--- Text Enclosed Below ---
However, when the opera was first performed in Naples (10 April 1911 at the Teatro San Carlo), it was not a critical success, and Giordano and Di Giacomo further revised the work in 1913. Although Mascagni considered it one of Giordano's best operas, Mese Mariano never achieved the same success as Di Giacomo's play or as Giordano's other (longer) operas, Andrea Chénier and Fedora.

Even in Italy, performances following its initial runs in 1910 and 1911 have been sporadic. In 1931 and 1932, La Scala produced the work and also broadcast it; Augusta Oltrabella appeared in both productions in the leading role of Carmela, according to the notes by Clemens Hoslinger on the Lebendige Vergangenheit CD compilation of commercial recordings by Augusta Oltrabella. This CD includes her 1940 recording of Carmela's monologue "E come?! Ma la pare, signora superiora." Mese Mariano received its first performance in Turin in 1937 at the Teatro Carignano (in a double bill with Hänsel und Gretel), and in Venice in 1949 at La Fenice (in a double bill with Le jongleur de Notre-Dame). Its US premiere did not come until 1955, when it was presented at Carnegie Hall in New York. There have been a few late 20th century revivals including those in 1992 at the Teatro del Giglio in Lucca and the Teatro Pergolesi in Jesi and the 1998 performance at the Festival della Valle d'Itria where it was paired with another now-forgotten opera by Giordano, Il re. In addition to Livia Berlendi and Emma Carelli, notable sopranos who have sung the role of Carmela include Clara Petrella, Magda Olivero, Augusta Oltrabella, and Patrizia Ciofi.
--- End of Enclosed Text ---
--- Data for analysis Enclosed Below ---
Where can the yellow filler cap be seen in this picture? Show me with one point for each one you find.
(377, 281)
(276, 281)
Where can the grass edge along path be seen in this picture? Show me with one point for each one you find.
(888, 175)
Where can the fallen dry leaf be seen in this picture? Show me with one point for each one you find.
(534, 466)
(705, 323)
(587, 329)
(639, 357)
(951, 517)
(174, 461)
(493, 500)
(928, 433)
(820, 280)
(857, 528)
--- End of Enclosed Data for analysis ---
Rewrite the paragraph beginning "Even in Italy, performances" from the Mese Mariano text above as a bulleted list that keeps its main facts.

* Exercise result:
- Even in Italy, performances after the first runs in 1910 and 1911 have been sporadic.
- La Scala produced and broadcast the work in 1931 and 1932. Augusta Oltrabella sang Carmela in both productions, according to Clemens Hoslinger's notes on the Lebendige Vergangenheit CD of her commercial recordings.
- That CD includes her 1940 recording of Carmela's monologue "E come?! Ma la pare, signora superiora."
- Turin premiere: 1937, Teatro Carignano, in a double bill with Hänsel und Gretel.
- Venice premiere: 1949, La Fenice, in a double bill with Le jongleur de Notre-Dame.
- US premiere: 1955, Carnegie Hall, New York.
- Late 20th-century revivals:
  - 1992 at the Teatro del Giglio in Lucca and the Teatro Pergolesi in Jesi.
  - 1998 at the Festival della Valle d'Itria, paired with Giordano's Il re.
- Notable sopranos in the role of Carmela: Livia Berlendi, Emma Carelli, Clara Petrella, Magda Olivero, Augusta Oltrabella and Patrizia Ciofi.